▶ **REQUIREMENT**
In the records that follow, how many lines contain the word "white"? Give only that figure.

[Extracted records]
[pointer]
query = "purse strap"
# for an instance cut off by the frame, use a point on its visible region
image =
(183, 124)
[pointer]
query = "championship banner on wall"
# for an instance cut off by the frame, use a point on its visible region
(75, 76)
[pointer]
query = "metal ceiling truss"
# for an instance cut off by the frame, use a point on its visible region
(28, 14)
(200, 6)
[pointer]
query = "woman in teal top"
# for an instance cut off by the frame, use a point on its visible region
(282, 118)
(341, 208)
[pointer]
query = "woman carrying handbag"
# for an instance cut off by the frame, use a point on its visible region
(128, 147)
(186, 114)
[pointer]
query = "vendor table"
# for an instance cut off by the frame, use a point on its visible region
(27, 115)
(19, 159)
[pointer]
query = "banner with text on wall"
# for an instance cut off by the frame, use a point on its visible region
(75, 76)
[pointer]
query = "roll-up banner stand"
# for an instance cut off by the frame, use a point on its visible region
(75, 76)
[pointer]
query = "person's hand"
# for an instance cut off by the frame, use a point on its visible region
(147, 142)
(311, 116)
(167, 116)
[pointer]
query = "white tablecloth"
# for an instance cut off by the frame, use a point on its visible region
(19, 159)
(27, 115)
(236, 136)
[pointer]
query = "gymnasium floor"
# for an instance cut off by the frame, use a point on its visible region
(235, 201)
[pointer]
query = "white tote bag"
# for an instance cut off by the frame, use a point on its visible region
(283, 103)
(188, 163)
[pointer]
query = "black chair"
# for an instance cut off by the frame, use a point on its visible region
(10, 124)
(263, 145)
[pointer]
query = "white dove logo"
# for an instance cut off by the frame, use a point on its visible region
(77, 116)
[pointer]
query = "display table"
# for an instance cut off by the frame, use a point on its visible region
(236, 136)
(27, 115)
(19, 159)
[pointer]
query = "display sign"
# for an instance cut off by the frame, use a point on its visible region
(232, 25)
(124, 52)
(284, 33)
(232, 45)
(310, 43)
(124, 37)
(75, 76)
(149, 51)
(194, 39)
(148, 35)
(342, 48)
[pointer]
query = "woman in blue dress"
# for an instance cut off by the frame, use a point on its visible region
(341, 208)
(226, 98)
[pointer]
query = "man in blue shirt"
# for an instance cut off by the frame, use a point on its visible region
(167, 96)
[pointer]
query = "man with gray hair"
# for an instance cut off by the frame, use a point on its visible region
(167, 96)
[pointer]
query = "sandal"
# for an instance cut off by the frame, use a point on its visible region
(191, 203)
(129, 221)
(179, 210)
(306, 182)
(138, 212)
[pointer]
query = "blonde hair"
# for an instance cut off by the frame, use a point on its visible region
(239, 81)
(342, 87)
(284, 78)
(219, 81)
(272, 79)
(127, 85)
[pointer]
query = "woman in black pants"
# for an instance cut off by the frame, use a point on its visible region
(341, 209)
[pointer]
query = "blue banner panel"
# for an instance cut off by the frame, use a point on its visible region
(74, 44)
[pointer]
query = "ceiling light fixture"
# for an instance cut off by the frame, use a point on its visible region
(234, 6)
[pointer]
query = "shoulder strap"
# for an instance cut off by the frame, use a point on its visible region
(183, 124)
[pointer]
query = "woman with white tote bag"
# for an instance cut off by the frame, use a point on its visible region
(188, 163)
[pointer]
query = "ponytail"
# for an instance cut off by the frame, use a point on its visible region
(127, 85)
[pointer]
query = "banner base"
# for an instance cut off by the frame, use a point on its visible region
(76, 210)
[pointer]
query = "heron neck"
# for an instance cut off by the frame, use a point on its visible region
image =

▶ **ANSWER SPACE**
4